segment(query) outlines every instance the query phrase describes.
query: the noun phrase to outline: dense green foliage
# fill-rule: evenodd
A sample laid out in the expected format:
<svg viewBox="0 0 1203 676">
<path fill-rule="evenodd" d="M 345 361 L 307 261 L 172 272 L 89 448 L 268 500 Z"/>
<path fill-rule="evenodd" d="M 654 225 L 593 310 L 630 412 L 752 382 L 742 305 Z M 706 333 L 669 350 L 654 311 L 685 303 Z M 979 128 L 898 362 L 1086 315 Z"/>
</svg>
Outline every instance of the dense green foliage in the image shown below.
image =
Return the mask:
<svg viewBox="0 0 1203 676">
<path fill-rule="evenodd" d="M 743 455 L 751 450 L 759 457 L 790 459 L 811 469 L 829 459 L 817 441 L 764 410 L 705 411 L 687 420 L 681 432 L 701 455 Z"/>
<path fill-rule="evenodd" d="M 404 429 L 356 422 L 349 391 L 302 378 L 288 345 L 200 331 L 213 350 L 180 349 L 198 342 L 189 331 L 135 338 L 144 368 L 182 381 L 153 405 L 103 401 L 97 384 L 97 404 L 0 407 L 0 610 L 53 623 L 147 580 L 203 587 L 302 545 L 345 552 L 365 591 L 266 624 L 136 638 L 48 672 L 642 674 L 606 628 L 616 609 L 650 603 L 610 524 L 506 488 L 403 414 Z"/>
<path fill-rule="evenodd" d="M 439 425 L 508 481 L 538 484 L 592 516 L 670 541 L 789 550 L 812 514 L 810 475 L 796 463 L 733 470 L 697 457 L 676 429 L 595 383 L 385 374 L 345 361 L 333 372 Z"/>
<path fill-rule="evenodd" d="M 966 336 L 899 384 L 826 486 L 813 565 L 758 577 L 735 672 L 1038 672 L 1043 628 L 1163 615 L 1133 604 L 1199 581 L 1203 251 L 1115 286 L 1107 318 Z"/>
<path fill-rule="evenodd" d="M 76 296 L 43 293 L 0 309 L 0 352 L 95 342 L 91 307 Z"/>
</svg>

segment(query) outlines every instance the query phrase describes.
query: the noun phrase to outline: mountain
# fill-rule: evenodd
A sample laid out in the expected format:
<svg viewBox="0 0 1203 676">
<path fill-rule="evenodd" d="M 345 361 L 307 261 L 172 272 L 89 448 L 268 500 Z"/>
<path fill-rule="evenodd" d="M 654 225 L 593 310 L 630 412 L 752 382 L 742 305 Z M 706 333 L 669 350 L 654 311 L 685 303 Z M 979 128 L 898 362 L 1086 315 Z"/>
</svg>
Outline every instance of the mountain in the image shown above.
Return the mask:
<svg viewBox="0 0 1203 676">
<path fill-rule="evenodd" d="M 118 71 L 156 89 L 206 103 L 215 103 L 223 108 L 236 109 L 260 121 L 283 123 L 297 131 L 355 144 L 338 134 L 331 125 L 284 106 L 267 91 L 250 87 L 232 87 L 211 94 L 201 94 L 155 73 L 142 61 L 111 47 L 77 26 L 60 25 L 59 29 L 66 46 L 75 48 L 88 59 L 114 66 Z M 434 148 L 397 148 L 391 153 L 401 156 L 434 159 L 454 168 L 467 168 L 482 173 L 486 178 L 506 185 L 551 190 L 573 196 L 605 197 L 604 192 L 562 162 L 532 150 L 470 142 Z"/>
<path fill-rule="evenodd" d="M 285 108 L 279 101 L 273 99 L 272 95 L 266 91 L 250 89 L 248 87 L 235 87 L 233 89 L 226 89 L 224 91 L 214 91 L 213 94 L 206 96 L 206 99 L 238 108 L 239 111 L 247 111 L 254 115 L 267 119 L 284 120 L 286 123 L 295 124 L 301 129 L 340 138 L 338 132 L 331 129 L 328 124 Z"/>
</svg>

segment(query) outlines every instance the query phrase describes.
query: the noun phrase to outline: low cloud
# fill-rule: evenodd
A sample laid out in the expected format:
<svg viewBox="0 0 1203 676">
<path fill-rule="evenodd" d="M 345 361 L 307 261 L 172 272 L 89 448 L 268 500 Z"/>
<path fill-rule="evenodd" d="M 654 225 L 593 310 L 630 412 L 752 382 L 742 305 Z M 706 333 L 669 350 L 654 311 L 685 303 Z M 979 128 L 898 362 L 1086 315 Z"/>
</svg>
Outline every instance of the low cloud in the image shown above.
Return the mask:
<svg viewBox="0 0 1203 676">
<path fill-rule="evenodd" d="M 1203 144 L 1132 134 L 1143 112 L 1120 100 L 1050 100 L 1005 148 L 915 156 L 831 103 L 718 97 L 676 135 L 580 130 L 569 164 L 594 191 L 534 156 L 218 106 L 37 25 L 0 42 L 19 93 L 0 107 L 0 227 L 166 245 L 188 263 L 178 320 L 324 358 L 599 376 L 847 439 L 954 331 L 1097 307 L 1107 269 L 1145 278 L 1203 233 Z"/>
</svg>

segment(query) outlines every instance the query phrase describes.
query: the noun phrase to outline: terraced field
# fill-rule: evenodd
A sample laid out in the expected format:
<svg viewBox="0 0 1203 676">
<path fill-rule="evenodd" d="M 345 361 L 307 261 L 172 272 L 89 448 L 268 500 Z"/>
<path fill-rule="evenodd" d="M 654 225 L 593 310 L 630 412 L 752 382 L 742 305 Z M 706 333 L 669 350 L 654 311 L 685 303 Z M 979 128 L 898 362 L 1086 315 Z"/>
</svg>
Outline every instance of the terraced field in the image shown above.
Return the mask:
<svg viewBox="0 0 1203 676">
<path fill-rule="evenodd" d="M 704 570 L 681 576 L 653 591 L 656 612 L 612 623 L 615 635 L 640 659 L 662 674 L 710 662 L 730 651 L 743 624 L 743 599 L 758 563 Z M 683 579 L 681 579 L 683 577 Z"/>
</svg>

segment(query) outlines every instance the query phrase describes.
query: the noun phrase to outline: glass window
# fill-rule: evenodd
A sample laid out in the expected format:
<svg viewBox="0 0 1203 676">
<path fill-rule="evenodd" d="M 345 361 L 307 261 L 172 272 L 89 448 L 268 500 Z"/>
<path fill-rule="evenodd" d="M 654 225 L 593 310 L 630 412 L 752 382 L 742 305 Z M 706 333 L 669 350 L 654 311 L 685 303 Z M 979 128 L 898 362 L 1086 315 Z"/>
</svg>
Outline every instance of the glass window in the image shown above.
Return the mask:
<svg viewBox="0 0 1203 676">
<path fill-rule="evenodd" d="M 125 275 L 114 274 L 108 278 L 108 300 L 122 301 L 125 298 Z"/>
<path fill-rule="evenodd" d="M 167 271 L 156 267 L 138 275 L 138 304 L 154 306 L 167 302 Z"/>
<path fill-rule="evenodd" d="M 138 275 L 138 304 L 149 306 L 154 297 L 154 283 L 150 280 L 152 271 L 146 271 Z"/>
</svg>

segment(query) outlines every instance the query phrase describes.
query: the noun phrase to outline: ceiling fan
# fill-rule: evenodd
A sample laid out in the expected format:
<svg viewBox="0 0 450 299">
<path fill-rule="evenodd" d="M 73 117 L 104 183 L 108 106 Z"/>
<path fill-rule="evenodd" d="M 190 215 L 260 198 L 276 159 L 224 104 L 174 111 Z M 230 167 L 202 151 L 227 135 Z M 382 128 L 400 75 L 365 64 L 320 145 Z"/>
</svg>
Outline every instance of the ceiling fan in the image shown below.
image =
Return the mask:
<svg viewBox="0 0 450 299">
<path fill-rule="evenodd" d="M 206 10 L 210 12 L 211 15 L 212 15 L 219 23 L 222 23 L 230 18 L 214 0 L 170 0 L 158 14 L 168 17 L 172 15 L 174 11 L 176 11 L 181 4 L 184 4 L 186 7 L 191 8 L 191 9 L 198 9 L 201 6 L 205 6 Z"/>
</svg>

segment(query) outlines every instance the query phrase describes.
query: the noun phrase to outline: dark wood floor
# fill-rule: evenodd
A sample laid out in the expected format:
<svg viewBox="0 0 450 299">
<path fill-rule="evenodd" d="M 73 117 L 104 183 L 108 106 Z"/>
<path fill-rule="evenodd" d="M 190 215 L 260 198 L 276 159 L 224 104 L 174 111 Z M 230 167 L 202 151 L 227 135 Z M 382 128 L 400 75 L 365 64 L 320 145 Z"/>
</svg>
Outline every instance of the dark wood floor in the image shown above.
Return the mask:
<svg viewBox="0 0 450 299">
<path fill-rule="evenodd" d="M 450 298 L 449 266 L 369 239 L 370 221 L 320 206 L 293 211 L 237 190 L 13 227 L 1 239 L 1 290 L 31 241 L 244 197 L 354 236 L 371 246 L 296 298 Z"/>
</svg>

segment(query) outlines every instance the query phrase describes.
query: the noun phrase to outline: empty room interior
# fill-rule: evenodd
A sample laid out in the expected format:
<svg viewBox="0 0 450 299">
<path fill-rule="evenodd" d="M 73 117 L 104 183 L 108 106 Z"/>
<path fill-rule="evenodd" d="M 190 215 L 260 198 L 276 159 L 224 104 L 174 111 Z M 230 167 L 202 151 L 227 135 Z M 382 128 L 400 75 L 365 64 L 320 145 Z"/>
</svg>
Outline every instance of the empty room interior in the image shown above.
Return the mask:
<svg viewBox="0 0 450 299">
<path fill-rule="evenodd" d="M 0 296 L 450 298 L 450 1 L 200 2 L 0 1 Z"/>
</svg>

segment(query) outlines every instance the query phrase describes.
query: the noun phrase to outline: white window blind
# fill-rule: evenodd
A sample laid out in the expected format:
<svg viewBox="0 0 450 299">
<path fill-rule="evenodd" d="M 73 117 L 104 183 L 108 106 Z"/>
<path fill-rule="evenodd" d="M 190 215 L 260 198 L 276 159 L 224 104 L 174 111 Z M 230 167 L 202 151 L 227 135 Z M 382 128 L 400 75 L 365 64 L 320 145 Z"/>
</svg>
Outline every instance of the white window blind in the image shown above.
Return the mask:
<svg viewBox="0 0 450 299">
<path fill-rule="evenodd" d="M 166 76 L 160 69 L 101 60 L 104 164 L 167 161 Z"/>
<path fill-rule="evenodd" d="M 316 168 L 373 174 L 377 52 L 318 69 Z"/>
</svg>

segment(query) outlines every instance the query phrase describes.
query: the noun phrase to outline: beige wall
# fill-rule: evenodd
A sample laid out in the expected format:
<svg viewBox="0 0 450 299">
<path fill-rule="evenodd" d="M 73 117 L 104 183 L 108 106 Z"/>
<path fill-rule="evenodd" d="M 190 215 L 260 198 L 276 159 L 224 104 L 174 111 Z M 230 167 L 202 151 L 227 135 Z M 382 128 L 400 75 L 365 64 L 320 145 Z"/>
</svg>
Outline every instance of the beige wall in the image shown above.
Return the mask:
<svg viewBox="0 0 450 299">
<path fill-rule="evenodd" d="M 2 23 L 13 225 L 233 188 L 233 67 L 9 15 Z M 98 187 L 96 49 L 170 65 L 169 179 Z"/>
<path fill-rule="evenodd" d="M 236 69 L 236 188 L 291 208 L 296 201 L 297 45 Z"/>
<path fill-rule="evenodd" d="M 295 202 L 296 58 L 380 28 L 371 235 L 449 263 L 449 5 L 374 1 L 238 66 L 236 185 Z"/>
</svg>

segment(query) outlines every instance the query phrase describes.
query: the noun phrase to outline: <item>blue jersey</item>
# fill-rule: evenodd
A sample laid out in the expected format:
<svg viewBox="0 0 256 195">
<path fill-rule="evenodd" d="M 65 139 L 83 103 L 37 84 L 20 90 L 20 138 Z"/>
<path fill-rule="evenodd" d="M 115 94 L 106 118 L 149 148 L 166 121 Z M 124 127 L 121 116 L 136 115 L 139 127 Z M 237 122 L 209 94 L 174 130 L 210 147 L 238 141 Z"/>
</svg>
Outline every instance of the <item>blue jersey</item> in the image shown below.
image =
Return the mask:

_ _ _ _ _

- **TASK**: Reproduce the records verbatim from their first line through the line that contains "743 455 L 751", both ends included.

- **EXERCISE ANSWER**:
segment(query) outlines every instance the query phrase describes.
query: the noun phrase to outline: dense green foliage
# fill-rule: evenodd
A sample laid out in the expected format:
<svg viewBox="0 0 1203 676">
<path fill-rule="evenodd" d="M 345 361 L 307 261 L 172 272 L 89 448 L 268 500 Z"/>
<path fill-rule="evenodd" d="M 654 225 L 593 310 L 630 412 L 752 382 L 742 305 Z M 706 333 L 669 350 L 654 311 L 685 303 Z M 979 128 L 898 362 L 1086 315 Z"/>
</svg>
Outline every instance of the dense green foliage in the image shown below.
image =
Return the mask:
<svg viewBox="0 0 1203 676">
<path fill-rule="evenodd" d="M 743 455 L 751 450 L 759 457 L 790 459 L 811 469 L 829 459 L 817 441 L 764 410 L 705 411 L 687 420 L 681 432 L 701 455 Z"/>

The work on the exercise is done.